EXERCISE DESCRIPTION
Gather every line in the records below that contains the word "head".

DATA SUPPLIED
----------------
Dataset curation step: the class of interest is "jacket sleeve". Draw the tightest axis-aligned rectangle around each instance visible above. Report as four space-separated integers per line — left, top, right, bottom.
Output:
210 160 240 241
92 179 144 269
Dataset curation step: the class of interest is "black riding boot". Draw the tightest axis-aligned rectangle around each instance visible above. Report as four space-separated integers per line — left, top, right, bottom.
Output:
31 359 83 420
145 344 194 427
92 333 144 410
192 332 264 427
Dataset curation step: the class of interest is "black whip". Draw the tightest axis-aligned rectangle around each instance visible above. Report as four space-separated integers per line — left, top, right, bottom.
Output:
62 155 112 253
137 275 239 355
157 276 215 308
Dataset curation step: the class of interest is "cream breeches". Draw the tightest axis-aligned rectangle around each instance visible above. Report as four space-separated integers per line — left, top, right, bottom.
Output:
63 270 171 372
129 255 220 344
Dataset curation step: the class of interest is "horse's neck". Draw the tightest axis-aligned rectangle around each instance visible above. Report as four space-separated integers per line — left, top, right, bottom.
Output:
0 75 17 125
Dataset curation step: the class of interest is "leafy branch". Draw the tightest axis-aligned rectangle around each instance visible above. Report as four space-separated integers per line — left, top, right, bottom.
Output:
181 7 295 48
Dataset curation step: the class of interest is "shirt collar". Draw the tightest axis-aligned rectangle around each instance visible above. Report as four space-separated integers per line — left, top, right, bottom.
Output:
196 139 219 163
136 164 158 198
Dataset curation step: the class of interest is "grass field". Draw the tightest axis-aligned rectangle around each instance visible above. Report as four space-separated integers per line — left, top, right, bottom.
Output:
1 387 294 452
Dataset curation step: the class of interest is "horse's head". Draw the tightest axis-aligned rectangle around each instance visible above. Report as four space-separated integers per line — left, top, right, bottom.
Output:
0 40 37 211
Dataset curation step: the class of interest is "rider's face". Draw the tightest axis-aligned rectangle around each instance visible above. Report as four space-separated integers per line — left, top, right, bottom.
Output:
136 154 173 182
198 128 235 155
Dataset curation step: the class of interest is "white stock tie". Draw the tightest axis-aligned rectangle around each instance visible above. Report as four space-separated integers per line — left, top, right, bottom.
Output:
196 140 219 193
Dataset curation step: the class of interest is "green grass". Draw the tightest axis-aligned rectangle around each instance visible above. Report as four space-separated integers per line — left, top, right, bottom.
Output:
----------------
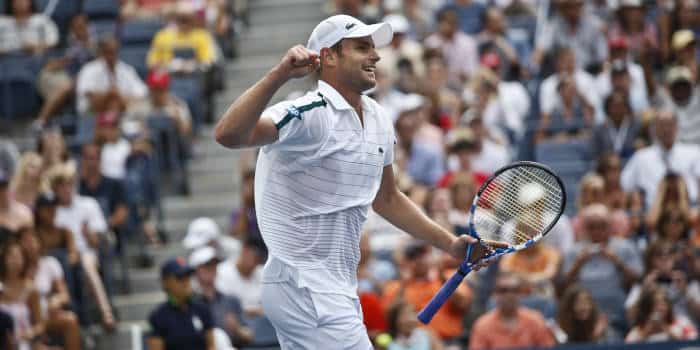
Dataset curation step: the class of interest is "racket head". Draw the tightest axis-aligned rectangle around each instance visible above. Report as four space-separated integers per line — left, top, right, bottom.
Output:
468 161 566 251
----------------
RESULT OF THIS TASK
Dataset curation step: the class of interest is "horse's head". Draw the tightest axis-aligned rectangle around each instance visible above. Report as four space-separated integers per line — left, top, right, bottom.
Dataset curation step: the class of interest is "racket head". Draw the tightest axis-aligned rectangle around each instance visible above. Report as four space-separated integers per line — left, top, right, bottom.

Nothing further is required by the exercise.